| EXTRAIT DU TEXTE |
──────────
D’autres travaux récents faits par des auteurs kanak reconnus en tant que, sociologues, philosophes, ethnologues, anthropologues … pour n’en citer que quelques uns : Yves Béalo Gony, qui a rédigé un mémoire sur la monnaie kanak dans la région de Hienghène ; Wahéo Jacob sous couvert du CTRDP qui a publié en 1989, un recueil de contes et légendes d’Ouvéa ; également Thidjine-Maango , Béalo Wedoye ,Wassissi Konyi et W. Ihagé qui ont contribué à la rédaction de manuels d’Histoire et de Géographie (46). Bien sûr, d’autres ouvrages pourront être cités dans ce chapitre afin d’alimenter nos propos. Malgré tout, les chercheurs contemporains sont, tout comme nous confrontés au paradoxe suivant : d’une part, la société dite « traditionnelle » se transforme d’une manière constante et d’autre part, par contre les discours des représentants de la « Culture » restent figés et conservateurs, laissant très peu d’espace aux réformes possibles de ladite « Coutume ».

B. Les différents statuts à l’intérieur d’un clan.

Le clan est composé de plusieurs familles ayant un ancêtre commun et à l’intérieur duquel le mariage est interdit. A ce clan correspondent plusieurs hameaux successifs de descendants de l’ancêtre. L’arbre généalogique prend donc l’allure d’un itinéraire, qui commence avec le premier habitat construit par les fondateurs du groupe. Des récits mythiques relatent cet évènement en remontant jusqu’à l’origine des hommes. A l’intérieur du clan, chaque branche familiale occupe une place hiérarchisée selon qu’elle soit issue d’un aîné ou d’un cadet, l’aîné étant le plus respecté. Chaque chef de famille porte une responsabilité et se voit octroyer un rôle précis au sein de son clan : magie des cultures, discours cérémoniels, envoi de messages, organisation des guerres etc. C’est sur ce concept de « clan » que les autochtones de la région et en particulier de l’archipel calédonien s’identifient.
──────────
(Entrées d'un jeu d'annotations par points)
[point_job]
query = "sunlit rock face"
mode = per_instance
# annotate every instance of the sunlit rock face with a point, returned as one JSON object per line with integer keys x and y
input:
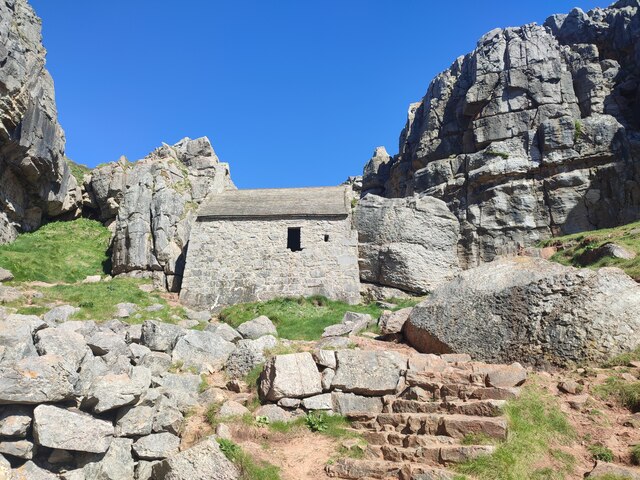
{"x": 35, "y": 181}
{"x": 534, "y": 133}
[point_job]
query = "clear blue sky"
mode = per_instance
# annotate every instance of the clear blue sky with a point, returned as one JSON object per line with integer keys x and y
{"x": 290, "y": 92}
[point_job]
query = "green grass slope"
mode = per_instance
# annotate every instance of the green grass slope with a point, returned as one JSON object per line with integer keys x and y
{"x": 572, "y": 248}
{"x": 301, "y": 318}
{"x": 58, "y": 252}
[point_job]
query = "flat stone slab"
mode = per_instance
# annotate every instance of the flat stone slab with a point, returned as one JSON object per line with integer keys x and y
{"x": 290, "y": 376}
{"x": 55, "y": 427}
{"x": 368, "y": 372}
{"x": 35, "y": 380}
──────────
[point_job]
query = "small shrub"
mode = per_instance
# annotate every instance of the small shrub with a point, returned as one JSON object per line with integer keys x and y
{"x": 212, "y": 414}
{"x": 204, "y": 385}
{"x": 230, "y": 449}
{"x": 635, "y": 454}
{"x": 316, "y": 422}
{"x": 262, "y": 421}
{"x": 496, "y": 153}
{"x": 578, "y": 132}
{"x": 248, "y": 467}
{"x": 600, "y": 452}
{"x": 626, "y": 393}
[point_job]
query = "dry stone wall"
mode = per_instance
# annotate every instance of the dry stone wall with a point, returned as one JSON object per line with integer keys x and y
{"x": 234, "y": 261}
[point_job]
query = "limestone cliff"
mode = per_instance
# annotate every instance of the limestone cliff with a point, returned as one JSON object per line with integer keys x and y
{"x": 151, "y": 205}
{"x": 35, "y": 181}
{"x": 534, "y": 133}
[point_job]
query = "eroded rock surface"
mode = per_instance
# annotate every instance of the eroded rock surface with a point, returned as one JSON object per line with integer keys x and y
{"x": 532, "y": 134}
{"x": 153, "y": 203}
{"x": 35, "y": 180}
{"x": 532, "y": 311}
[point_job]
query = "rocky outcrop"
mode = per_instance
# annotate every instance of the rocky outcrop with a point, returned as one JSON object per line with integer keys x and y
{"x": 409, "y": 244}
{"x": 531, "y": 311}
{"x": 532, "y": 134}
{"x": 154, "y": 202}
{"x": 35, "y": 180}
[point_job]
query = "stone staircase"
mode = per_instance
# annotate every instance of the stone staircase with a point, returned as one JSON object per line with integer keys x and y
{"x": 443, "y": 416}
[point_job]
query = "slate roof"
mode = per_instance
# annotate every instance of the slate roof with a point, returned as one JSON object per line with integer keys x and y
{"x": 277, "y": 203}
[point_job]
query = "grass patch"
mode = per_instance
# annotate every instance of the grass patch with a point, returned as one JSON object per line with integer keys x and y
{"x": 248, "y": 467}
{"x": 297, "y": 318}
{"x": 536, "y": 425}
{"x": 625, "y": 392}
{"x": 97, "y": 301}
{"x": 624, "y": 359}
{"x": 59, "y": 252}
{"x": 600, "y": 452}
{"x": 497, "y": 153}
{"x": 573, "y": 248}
──────────
| TRAVAIL À FAIRE |
(A) Relevez, dans l'extrait sur le clan kanak, tous les rôles précis qui peuvent être confiés à un chef de famille au sein de son clan.
(B) D'après l'extrait sur le clan kanak, qu'est-ce qui est interdit à l'intérieur du clan ?
Ces enregistrements sont issus d'une autre source.

| RÉSULTATS DANS L'ORDRE |
(A) Magie des cultures, discours cérémoniels, envoi de messages, organisation des guerres.

(B) Le mariage.